TEXT BLOCK ::
Bravotv.com: How were you feeling about Jax post-his break-up with Laura-Leigh and pre-confession? Why were you continuing to see Frank at that time?
Stassi Schroeder: It was actually a very confusing time for me. I didn't know whether to trust Jax or not, but was willing to open myself up to him as a friend. He claimed he loved me and said all those wonderful things to me, but I just always sensed he wasn't being 100 percent honest. I was very guarded with him. I hung out with Frank a few times after because our break up had come out of nowhere and it didn't feel like we truly hashed things out and said our peace. We needed to see each other a few more times to really talk and figure things out.
Bravotv.com: What did you think seeing Jax in therapy? Did it change how you felt about him at all?
SS: Not really, because he lied right to the therapist's face. He claims all the time how he wants to change and is good and telling people what they want to hear, which is exactly what I saw when I watched that scene. I can appreciate him making the effort to go to a therapist, but if you aren't even going to be honest there, then what's the point?
Bravotv.com: What did you think of Jax's confession?

Point localization data:
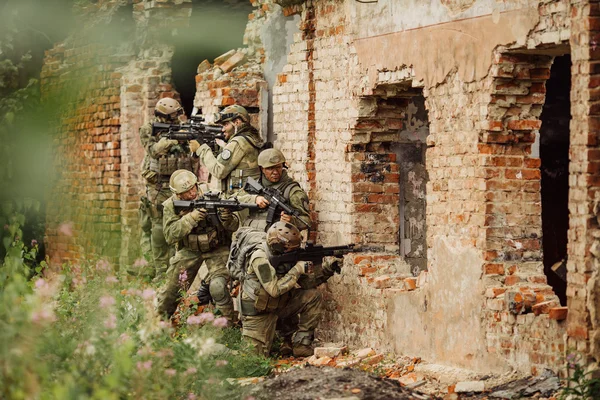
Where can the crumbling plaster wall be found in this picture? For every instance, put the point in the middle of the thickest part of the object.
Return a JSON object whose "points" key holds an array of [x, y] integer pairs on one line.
{"points": [[109, 77], [345, 51]]}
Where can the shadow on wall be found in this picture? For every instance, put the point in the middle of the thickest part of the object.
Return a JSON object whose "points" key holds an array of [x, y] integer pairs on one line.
{"points": [[215, 27]]}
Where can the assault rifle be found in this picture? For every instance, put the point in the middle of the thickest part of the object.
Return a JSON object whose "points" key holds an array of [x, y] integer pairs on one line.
{"points": [[311, 252], [211, 202], [276, 200], [195, 129]]}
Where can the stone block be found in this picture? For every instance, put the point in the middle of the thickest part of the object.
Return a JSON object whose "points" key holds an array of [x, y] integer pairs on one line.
{"points": [[364, 353], [203, 66], [233, 61], [544, 307], [224, 57], [469, 386], [331, 352], [558, 313]]}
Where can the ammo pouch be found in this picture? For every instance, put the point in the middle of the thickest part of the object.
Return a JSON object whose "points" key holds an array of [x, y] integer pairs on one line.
{"points": [[264, 303], [203, 242], [237, 177], [154, 210]]}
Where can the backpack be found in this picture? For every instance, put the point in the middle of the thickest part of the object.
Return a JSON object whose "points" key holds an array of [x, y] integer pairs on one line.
{"points": [[247, 239]]}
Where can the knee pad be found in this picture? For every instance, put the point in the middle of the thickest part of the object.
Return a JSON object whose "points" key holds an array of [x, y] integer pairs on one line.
{"points": [[218, 289]]}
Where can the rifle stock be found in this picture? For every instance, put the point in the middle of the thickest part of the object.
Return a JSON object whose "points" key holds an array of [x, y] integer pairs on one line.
{"points": [[276, 200], [313, 253]]}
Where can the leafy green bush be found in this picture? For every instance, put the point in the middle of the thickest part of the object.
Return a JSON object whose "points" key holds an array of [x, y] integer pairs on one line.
{"points": [[86, 331]]}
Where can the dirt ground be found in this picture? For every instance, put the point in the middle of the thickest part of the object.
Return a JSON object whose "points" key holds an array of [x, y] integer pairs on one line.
{"points": [[330, 383]]}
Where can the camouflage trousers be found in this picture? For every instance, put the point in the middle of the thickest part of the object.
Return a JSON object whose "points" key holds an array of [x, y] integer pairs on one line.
{"points": [[182, 271], [259, 330], [161, 251]]}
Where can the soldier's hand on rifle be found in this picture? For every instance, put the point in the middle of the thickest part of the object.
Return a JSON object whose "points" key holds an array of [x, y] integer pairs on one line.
{"points": [[286, 218], [221, 143], [225, 215], [164, 144], [198, 215], [332, 265], [262, 202], [194, 145]]}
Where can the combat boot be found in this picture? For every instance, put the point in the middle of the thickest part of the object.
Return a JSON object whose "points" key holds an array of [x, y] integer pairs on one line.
{"points": [[286, 347], [302, 344], [303, 350]]}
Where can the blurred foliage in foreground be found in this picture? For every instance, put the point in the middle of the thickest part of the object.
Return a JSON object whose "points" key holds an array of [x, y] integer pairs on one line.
{"points": [[89, 333]]}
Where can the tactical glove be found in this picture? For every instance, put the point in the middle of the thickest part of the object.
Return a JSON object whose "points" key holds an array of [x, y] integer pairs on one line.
{"points": [[332, 265], [194, 145], [204, 294], [163, 145], [198, 215]]}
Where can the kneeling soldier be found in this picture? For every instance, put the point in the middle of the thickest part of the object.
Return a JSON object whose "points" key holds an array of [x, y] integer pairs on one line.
{"points": [[196, 240], [269, 294]]}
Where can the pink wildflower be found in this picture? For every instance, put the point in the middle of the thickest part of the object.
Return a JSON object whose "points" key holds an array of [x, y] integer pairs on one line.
{"points": [[111, 322], [66, 228], [103, 265], [200, 319], [183, 278], [144, 366], [43, 315], [140, 262], [107, 301], [148, 294], [221, 363], [220, 322]]}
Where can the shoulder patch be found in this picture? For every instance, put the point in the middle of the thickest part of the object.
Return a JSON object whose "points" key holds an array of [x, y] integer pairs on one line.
{"points": [[264, 270], [226, 154]]}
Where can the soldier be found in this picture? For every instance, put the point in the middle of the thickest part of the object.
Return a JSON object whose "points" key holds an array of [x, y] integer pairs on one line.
{"points": [[238, 159], [273, 174], [196, 240], [163, 157], [268, 294]]}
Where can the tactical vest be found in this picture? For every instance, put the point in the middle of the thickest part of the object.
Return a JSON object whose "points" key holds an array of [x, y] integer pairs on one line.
{"points": [[204, 238], [248, 165], [258, 218], [254, 298], [165, 165]]}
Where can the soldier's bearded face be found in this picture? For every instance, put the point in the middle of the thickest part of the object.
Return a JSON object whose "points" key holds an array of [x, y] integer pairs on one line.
{"points": [[190, 194], [273, 174]]}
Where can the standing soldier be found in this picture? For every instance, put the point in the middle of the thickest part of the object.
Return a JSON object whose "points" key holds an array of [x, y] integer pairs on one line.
{"points": [[197, 240], [274, 175], [163, 157], [238, 159]]}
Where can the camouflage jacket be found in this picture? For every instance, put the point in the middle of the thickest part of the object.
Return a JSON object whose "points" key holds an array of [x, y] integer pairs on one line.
{"points": [[236, 162], [291, 191]]}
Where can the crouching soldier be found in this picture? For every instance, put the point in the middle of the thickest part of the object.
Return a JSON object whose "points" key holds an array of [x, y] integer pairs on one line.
{"points": [[269, 294], [196, 240]]}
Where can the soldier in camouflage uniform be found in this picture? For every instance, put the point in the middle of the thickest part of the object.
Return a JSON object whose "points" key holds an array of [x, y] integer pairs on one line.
{"points": [[163, 157], [269, 294], [274, 175], [238, 159], [197, 241]]}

INSTRUCTIONS FOR THE TASK :: Write the next part of the Stassi Schroeder interview, starting right after its final question.

EXERCISE OUTPUT ::
SS: It was one of the most heartbreaking moments of my life. I spent the whole summer being the only one to believe he cheated, and to finally hear him admit it was just insane. I was going through so many different emotions, I was angry, sad, anxious, yet at the same time I had a feeling of vindication. No one believed me this whole season, my friends chose to believe Jax. I had the loneliest summer of my life and finally I was getting some justification.
Bravotv.com: What did you think watching this season? Were you surprised seeing things from the other side?
SS: What surprised me the most was watching Katie and Kristen. They fully believed Jax was telling the truth, and I didn't realize how hurt they felt about me. The whole summer, I had just been feeling like the abandoned one, then watching the whole season, I see how they felt abandoned in a way as well. I obviously don't like some of the things they've said about me but we are all guilty of hurting each other to a certain extent. No one is innocent. I just feel fortunate that we were all able to move past this and become a family again.